**Directions**
Write out the listing below exactly, and omit any images you find in it.
⟨
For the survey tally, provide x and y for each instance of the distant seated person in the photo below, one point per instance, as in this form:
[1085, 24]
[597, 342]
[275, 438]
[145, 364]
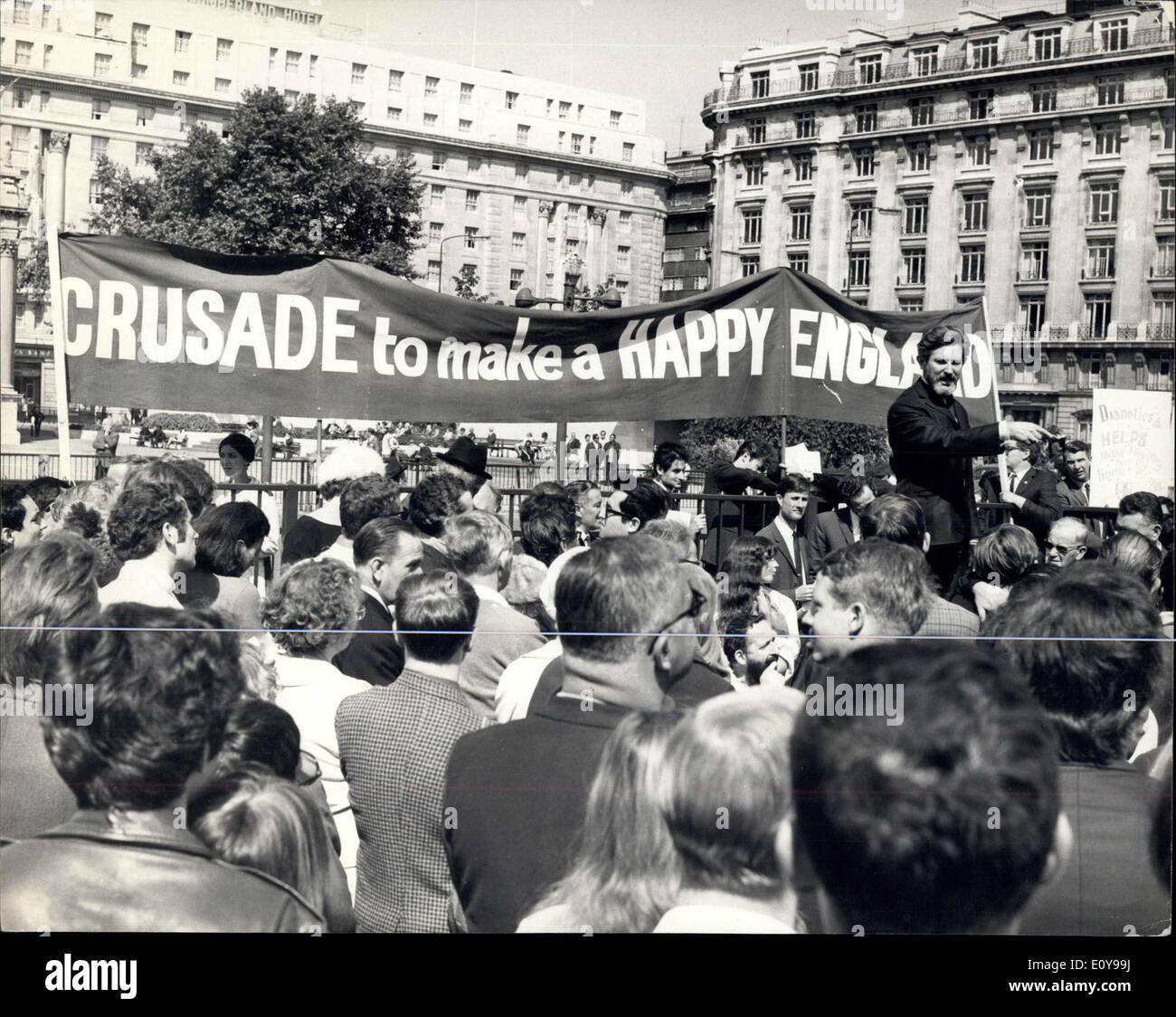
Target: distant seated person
[897, 820]
[132, 867]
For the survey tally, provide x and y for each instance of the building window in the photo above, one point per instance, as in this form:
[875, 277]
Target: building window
[922, 112]
[1104, 203]
[1041, 146]
[1038, 207]
[975, 213]
[1098, 314]
[1100, 259]
[1114, 34]
[869, 69]
[753, 223]
[914, 266]
[1034, 261]
[1047, 43]
[1110, 90]
[914, 216]
[925, 62]
[800, 221]
[980, 103]
[984, 52]
[858, 268]
[1043, 97]
[977, 150]
[972, 262]
[1108, 140]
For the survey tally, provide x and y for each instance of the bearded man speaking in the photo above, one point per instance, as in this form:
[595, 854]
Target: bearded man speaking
[933, 447]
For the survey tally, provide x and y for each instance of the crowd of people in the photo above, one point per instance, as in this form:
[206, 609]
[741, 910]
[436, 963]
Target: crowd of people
[623, 716]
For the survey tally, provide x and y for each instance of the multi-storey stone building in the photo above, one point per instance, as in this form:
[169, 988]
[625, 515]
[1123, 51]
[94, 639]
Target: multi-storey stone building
[526, 180]
[1024, 157]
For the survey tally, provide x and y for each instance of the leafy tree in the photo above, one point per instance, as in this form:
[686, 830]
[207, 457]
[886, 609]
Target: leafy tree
[290, 179]
[466, 282]
[712, 441]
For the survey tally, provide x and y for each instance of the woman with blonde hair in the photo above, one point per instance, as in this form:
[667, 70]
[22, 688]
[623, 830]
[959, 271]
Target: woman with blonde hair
[624, 875]
[312, 613]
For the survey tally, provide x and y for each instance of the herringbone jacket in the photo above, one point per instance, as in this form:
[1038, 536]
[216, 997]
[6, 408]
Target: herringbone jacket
[394, 745]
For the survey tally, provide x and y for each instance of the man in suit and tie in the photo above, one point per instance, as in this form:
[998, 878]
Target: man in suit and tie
[1033, 491]
[842, 526]
[386, 552]
[794, 577]
[933, 447]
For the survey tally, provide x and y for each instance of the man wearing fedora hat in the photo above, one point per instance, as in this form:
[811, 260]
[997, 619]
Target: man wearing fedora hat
[467, 461]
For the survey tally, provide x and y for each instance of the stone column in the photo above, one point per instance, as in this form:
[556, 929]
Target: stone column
[596, 256]
[545, 221]
[55, 179]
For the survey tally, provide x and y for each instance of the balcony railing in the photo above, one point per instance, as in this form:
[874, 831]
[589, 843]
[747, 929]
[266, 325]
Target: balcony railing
[904, 70]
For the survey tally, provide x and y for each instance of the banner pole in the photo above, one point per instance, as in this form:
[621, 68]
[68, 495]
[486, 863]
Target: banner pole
[1002, 466]
[65, 461]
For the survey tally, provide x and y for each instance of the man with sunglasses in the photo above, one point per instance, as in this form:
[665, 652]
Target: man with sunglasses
[1069, 541]
[518, 790]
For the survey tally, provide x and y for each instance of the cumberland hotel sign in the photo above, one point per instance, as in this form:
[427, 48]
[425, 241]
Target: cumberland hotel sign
[260, 10]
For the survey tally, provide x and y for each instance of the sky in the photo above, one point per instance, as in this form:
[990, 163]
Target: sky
[666, 52]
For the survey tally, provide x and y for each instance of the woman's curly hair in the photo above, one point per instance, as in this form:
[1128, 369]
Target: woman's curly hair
[309, 602]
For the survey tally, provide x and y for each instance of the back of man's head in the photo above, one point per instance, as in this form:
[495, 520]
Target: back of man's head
[944, 822]
[897, 518]
[163, 684]
[479, 543]
[136, 526]
[1093, 691]
[365, 499]
[615, 588]
[726, 793]
[890, 580]
[435, 615]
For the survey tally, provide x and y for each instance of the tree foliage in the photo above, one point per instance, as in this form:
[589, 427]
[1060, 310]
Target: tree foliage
[292, 177]
[716, 440]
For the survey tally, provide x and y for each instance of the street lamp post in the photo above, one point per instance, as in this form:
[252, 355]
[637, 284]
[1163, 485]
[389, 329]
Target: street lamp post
[445, 240]
[855, 232]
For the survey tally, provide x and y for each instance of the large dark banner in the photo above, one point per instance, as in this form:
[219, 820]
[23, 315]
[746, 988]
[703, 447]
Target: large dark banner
[154, 325]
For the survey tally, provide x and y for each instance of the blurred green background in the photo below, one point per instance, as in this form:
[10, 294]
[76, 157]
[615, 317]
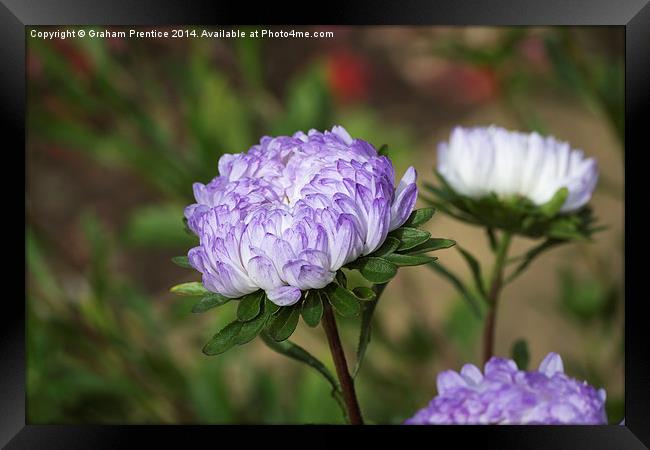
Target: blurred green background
[118, 129]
⟩
**Answer to the exercise**
For the survey tally, provide x and y for each instance of the distant seated person in the photo below, one point per instance, as in this form:
[1085, 24]
[597, 342]
[275, 438]
[145, 364]
Target: distant seated person
[897, 820]
[132, 867]
For the survey tally, provide x and y for each instance of the building window in the photo above, one point per instance, as in this form:
[875, 277]
Target: building window
[922, 112]
[1104, 203]
[1041, 146]
[1038, 207]
[975, 213]
[1098, 314]
[1100, 259]
[1114, 34]
[869, 69]
[753, 223]
[914, 266]
[1034, 261]
[1047, 43]
[1110, 90]
[914, 216]
[925, 62]
[800, 221]
[980, 103]
[984, 52]
[858, 268]
[1043, 97]
[977, 150]
[972, 262]
[1108, 140]
For the survey tally, provide x and y for each instance of the bearded man speaking in the photo above, one point per instance, as in this form:
[595, 854]
Target: bearded man speaking
[933, 447]
For the survey tally, provide x and y for each instance of the crowd of people in the photo above, one point per instance, as in this form:
[206, 609]
[741, 910]
[436, 963]
Target: crowd of people
[623, 716]
For the survey tally, provide x and y for each instance of the multi-storey stone building in the photo above, one point per instance, as in this form:
[169, 988]
[625, 515]
[1123, 51]
[94, 639]
Target: multi-storey stone building
[526, 180]
[1024, 157]
For the survey tally, provide x and y for each instance of the leafy tree in the photo above, one point per instance, as in this form:
[686, 830]
[207, 457]
[886, 609]
Target: leafy tree
[290, 179]
[466, 282]
[712, 441]
For the survey tally, provide x and y for each instance of the woman with blonde hair in the photo above, one point per instance, as in this form:
[667, 70]
[22, 688]
[623, 830]
[959, 271]
Target: woman with blonde hair
[624, 875]
[312, 613]
For the survey tally, provide x and y for each instance of the herringbone jacket in the photo above, one point per instance, as in this form:
[1038, 536]
[216, 997]
[6, 408]
Target: herringbone jacket
[394, 745]
For the survey tally, provide x and y for each instance of the man in suit and tie in the photo above, one point per instance, as in this form:
[998, 878]
Target: man in suit and tie
[1033, 491]
[842, 526]
[386, 552]
[794, 577]
[933, 447]
For the survey tally, provide x and y for each instance of the man wearing fedora hat in the photo above, one point per instance, as in this form:
[811, 260]
[997, 619]
Target: man wearing fedora hat
[467, 461]
For the survey tally, provide x and y for each instance of the stone column in the photo above, one point per instance, as in this form:
[556, 929]
Target: stone column
[596, 256]
[545, 221]
[55, 179]
For the survey tally, provide x and y for each instance of the balcony railing in the photo above, one point per instance, as in this form:
[874, 831]
[589, 843]
[747, 929]
[266, 325]
Target: balcony railing
[904, 70]
For the survey tally, provide x and y for each instance of the banner pole in the photo above, one point per instance, as in this form:
[621, 68]
[68, 495]
[486, 863]
Target: banner pole
[1002, 466]
[65, 461]
For the survey tally, provide x and y for each instance of the man with sunglasses in the photo above, one point per instance, as in this form:
[665, 652]
Target: man with sunglasses
[1069, 541]
[518, 790]
For the survey tally, provide x and y for each instance of the cumberland hotel sign in the photo above, one point per instance, as in this form:
[427, 48]
[425, 241]
Target: cumberland hotel sign
[260, 10]
For the survey tally, provide x and y for each instance of the sky in the photo above, one point per instance, as in this form:
[990, 163]
Target: sky
[666, 52]
For the survey tally, provide x and y for each instance of the woman's curly hair in the photo above, one point per instance, as in this form:
[1128, 369]
Target: woman's curly hair
[309, 602]
For the survey tally, provide x and y for each instance of the back of man's head in the photo above, one point per instance, as in this form:
[495, 520]
Target: back of man's head
[944, 822]
[897, 518]
[163, 684]
[479, 543]
[136, 526]
[1093, 691]
[365, 499]
[615, 588]
[726, 793]
[890, 580]
[435, 615]
For the survey tally, provide x and y for each instance of the tree foliage in the photo above, one point per instance, as in this form:
[589, 427]
[1060, 310]
Target: tree foliage
[292, 177]
[716, 440]
For the survey tally, provide x and y for each instance of the street lamp post in the photo above, one point per instance, as in this form:
[252, 355]
[637, 284]
[1163, 485]
[389, 329]
Target: street lamp post
[445, 240]
[855, 232]
For the survey tally, provide x and y for each instance of the large dark banner in the photo above, one point per instance, as in this form:
[219, 820]
[23, 315]
[746, 988]
[703, 447]
Target: large dark banner
[154, 325]
For the survey tally, provide x and y for each instance of the blurred green background in the photo below, one point per instance, as in this form:
[10, 294]
[76, 157]
[615, 317]
Target: blurred green background
[118, 129]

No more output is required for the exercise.